> _PROBLEM REQUIREMENTS_
Quote the items verbatim from their start up to and including the line containing "positive clicks: (1013, 192)", leaving out the pictures.

> _PROVIDED ENTRIES_
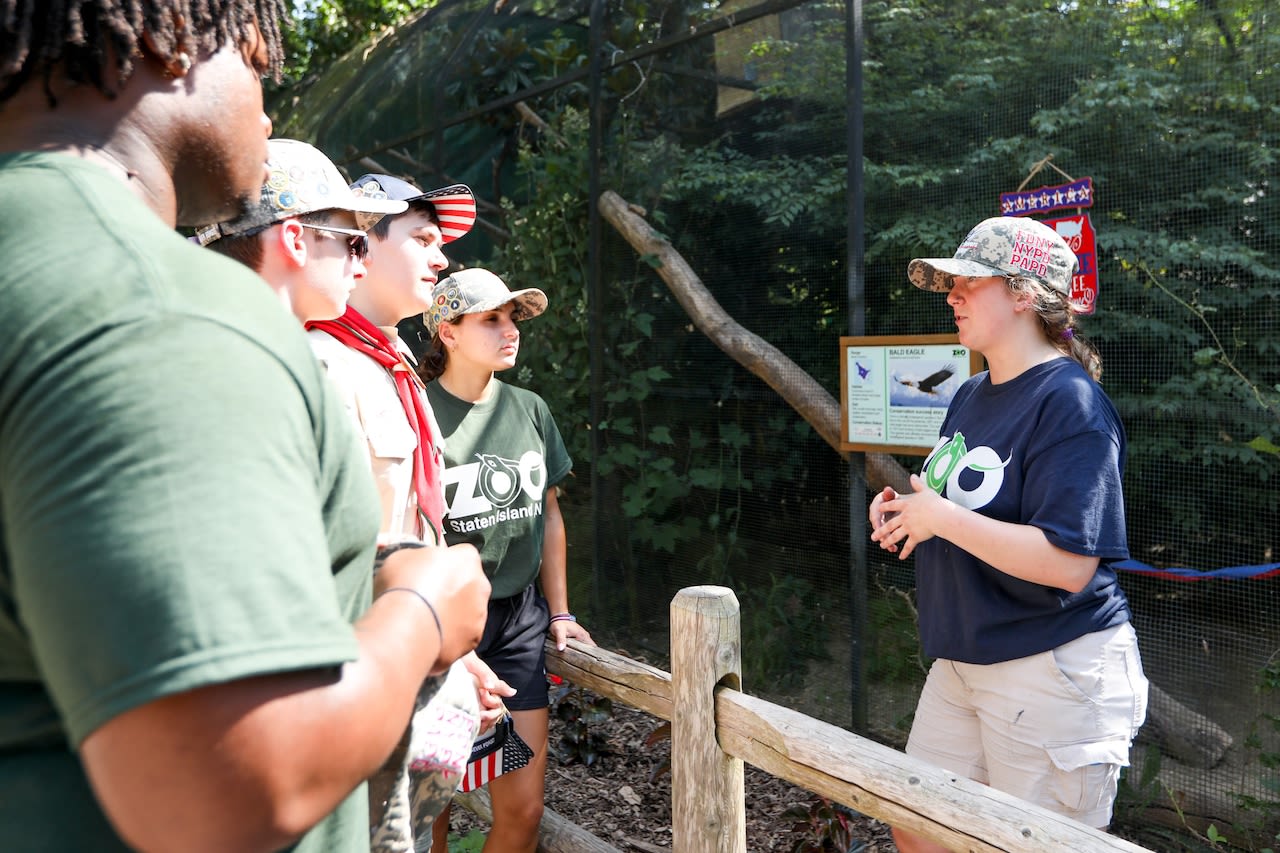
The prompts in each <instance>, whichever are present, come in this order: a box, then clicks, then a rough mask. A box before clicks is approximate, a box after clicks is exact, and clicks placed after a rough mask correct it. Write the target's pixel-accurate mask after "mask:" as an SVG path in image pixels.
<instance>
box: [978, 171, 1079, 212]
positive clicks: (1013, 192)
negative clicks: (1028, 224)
mask: <svg viewBox="0 0 1280 853" xmlns="http://www.w3.org/2000/svg"><path fill="white" fill-rule="evenodd" d="M1092 206H1093V178H1080V179H1079V181H1073V182H1071V183H1060V184H1057V186H1056V187H1039V188H1037V190H1019V191H1018V192H1002V193H1000V215H1001V216H1032V215H1042V214H1047V213H1051V211H1053V210H1071V209H1080V207H1092Z"/></svg>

> _FINAL ANSWER_
The prompts in each <instance>, whichever are present, come in this order: a box, then clicks, then a rough mask. A box before clicks is approximate, a box after clicks is exact, and clicks placed after a rough mask correct it. Write the target's pixel-accurate mask after "mask:" as an SVG path in image pixels.
<instance>
box: [978, 171, 1079, 212]
positive clicks: (1013, 192)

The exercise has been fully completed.